- [Tasks to complete]
**a.** According to the motherhood column, how many months into motherhood was it written?
**b.** Rewrite everything from the start of the entries down to the line containing "[152,111,280,203]", changing "navy blue polo shirt" to "dark blue polo shirt" and keeping all else the same.

Friday, February 10, 2012

SEASON OF WONDER

          Twenty years ago this week, this article of mine came out in the February issue of the magazine for which I was a monthly columnist. Just for fun, I thought I would reprise it here. It was written just 3 months into motherhood.


THE WONDER OF THIS SEASON

            Three months ago, I simply wouldn’t have understood. Even my sage older friends couldn’t have prepared me.
            I couldn’t have begun to understand what a fierce, protective, primitive love I would feel the first time I held my child. Nobody could have told me that one of my son’s gummy, dimpled smiles would warm my heart for an entire day.
            I would never have believed that baby spit-up on my linen suit (dry-clean only) would go unnoticed, or that a living room littered with rattles, burp cloths, diaper coupons, and clean baby laundry would feel like HOUSE BEAUTIFUL to me.
            I heard my parents and older friends say a lot of things over the years. Good things. Wise things. Things about time and kids and growing up and growing older. I listened. But I never really understood until now.

            Children grow up before your eyes. You turn around and they are adults.
            Enjoy your kids. They are small only once.
            Time sadly speeds up as you age. Years fly. Don’t take time for granted.
            Loving a child will forever change you.

            But these wise friends….they never told me about how it would feel to have a tiny hand wrapped around my baby finger. They never suggested that seeing my two “boys” cuddled up asleep together on the sofa would make me fall in love with my husband all over again.
            And no doubt they should have warned me about this time thing. How does it all change so quickly? A few weeks ago, time was just time. It passed. I lived it. And now in the wee hours of the morning when I nurse my son, my fingers brushing his head of strawberry blond silk, Pachelbel’s Canon in D softly playing, I value time differently. All at once I want to suspend these moments. Time is going too quickly. I see Sam growing before my eyes, and I too now yearn to slow the clock.
            I know there will be moments when he is fussy from teething or ‘terribly two’ when I will wish for “this too to pass.” And then I will probably wish it hadn’t.

- [Records provided]
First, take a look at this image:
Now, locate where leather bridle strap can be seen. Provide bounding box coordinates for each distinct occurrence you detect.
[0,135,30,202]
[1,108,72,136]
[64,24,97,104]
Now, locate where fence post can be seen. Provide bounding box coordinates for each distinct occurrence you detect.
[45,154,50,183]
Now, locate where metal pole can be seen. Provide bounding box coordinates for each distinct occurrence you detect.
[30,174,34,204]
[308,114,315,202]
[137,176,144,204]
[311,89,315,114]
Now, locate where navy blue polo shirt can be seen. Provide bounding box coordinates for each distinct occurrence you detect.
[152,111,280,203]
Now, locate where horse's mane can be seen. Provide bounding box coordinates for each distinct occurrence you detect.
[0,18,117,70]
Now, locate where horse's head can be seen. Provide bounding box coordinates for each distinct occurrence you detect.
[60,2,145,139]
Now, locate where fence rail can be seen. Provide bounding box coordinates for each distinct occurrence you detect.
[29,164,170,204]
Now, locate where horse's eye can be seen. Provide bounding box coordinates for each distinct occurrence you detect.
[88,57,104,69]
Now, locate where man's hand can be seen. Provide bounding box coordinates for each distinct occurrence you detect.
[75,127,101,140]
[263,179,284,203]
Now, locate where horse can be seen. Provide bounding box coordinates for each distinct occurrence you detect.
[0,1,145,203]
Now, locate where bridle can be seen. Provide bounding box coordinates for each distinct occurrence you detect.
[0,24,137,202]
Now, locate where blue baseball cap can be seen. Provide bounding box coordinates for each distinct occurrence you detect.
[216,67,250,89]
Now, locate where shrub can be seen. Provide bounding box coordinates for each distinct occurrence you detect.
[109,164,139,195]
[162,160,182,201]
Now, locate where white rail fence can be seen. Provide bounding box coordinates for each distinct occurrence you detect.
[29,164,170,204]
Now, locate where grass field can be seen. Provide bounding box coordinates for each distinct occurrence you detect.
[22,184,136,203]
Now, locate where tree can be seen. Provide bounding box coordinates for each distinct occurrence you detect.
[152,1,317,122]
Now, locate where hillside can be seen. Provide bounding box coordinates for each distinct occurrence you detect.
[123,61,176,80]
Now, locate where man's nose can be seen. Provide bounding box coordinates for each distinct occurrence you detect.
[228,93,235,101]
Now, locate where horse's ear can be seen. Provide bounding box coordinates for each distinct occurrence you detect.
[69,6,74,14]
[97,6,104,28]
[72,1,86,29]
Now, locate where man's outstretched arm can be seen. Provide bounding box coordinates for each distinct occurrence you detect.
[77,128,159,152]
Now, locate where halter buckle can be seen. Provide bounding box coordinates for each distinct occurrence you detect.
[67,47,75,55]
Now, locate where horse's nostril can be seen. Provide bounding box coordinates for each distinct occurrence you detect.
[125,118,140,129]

- [Solutions]
**a.** Three months

**b.**
First, take a look at this image:
Now, locate where leather bridle strap can be seen. Provide bounding box coordinates for each distinct occurrence you detect.
[0,135,30,202]
[1,108,72,136]
[64,24,97,104]
Now, locate where fence post can be seen. Provide bounding box coordinates for each distinct occurrence you detect.
[45,154,50,183]
Now, locate where metal pole can be seen. Provide bounding box coordinates for each distinct occurrence you detect.
[30,174,34,204]
[308,114,315,202]
[137,176,144,204]
[311,89,315,114]
Now, locate where dark blue polo shirt can be seen. Provide bounding box coordinates for each distinct occurrence you detect.
[152,111,280,203]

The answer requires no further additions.